ASSIGNED TASK:
Can you lay out every one of the lines below as a Markdown table with the columns "Row" and "Line", numbering each row and skipping blank lines?

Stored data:
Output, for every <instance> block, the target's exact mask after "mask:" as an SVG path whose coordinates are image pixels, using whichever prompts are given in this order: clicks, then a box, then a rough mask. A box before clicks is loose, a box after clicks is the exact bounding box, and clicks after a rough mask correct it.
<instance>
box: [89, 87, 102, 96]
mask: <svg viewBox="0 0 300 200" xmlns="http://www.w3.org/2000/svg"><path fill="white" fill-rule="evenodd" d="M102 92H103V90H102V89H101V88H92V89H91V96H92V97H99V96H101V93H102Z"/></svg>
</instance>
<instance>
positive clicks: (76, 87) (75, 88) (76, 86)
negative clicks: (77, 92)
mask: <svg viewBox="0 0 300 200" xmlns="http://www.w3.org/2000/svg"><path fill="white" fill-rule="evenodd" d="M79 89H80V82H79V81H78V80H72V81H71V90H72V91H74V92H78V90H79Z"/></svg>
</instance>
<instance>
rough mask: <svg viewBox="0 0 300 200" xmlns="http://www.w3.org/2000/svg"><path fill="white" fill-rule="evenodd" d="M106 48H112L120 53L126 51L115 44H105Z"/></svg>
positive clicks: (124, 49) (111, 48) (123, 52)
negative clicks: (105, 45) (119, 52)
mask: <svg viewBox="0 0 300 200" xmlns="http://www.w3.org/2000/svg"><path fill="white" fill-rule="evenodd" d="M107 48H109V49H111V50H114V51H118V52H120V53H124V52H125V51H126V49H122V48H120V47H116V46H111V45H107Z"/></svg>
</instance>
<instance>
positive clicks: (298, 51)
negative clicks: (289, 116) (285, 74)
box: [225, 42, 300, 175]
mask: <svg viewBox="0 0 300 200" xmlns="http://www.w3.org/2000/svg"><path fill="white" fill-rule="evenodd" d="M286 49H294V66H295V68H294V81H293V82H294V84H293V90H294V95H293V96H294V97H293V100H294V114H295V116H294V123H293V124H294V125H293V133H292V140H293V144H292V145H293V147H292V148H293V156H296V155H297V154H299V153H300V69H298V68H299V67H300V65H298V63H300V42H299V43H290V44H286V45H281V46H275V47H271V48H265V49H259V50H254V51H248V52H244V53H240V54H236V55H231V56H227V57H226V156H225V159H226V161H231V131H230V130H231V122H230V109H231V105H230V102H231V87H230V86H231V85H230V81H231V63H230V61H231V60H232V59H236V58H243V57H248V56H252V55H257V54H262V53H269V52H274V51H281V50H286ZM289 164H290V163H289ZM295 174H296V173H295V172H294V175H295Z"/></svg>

REPLY TO THE TASK:
| Row | Line |
|---|---|
| 1 | Output, for every <instance> block, the target's exact mask after "mask:" as an SVG path whose coordinates are image pixels, using whichever prompts are given in this order: clicks, then a box, then a rough mask. A box before clicks is loose, a box after clicks is the exact bounding box, and clicks after a rough mask correct it. |
| 2 | <instance> |
| 3 | box: [89, 87, 102, 96] |
| 4 | mask: <svg viewBox="0 0 300 200" xmlns="http://www.w3.org/2000/svg"><path fill="white" fill-rule="evenodd" d="M102 92H103V90H102V89H101V88H92V89H91V96H92V97H99V96H101V93H102Z"/></svg> |
| 5 | </instance> |
| 6 | <instance> |
| 7 | positive clicks: (76, 87) (75, 88) (76, 86) |
| 8 | negative clicks: (77, 92) |
| 9 | mask: <svg viewBox="0 0 300 200" xmlns="http://www.w3.org/2000/svg"><path fill="white" fill-rule="evenodd" d="M79 89H80V82H79V81H78V80H72V81H71V90H72V91H74V92H78V90H79Z"/></svg> |
| 10 | </instance> |
| 11 | <instance> |
| 12 | rough mask: <svg viewBox="0 0 300 200" xmlns="http://www.w3.org/2000/svg"><path fill="white" fill-rule="evenodd" d="M106 48H112L120 53L126 51L115 44H105Z"/></svg> |
| 13 | positive clicks: (124, 49) (111, 48) (123, 52) |
| 14 | negative clicks: (105, 45) (119, 52) |
| 15 | mask: <svg viewBox="0 0 300 200" xmlns="http://www.w3.org/2000/svg"><path fill="white" fill-rule="evenodd" d="M107 48H109V49H111V50H114V51H118V52H120V53H124V52H125V51H126V49H122V48H120V47H116V46H111V45H107Z"/></svg> |
| 16 | </instance> |
| 17 | <instance> |
| 18 | positive clicks: (298, 51) |
| 19 | negative clicks: (289, 116) (285, 74) |
| 20 | box: [225, 42, 300, 175] |
| 21 | mask: <svg viewBox="0 0 300 200" xmlns="http://www.w3.org/2000/svg"><path fill="white" fill-rule="evenodd" d="M286 49H294V66H295V68H294V81H293V82H294V84H293V90H294V95H293V96H294V97H293V100H294V114H295V116H294V123H293V124H294V125H293V133H292V140H293V144H292V145H293V147H292V148H293V156H296V155H297V154H299V153H300V69H298V68H299V67H300V65H298V63H300V42H299V43H290V44H286V45H281V46H275V47H271V48H265V49H259V50H254V51H248V52H244V53H240V54H236V55H231V56H227V57H226V156H225V159H226V161H231V131H230V130H231V122H230V109H231V105H230V102H231V87H230V86H231V85H230V81H231V63H230V61H231V60H232V59H236V58H243V57H248V56H252V55H257V54H262V53H269V52H274V51H281V50H286ZM289 164H290V163H289ZM295 174H296V173H295V172H294V175H295Z"/></svg> |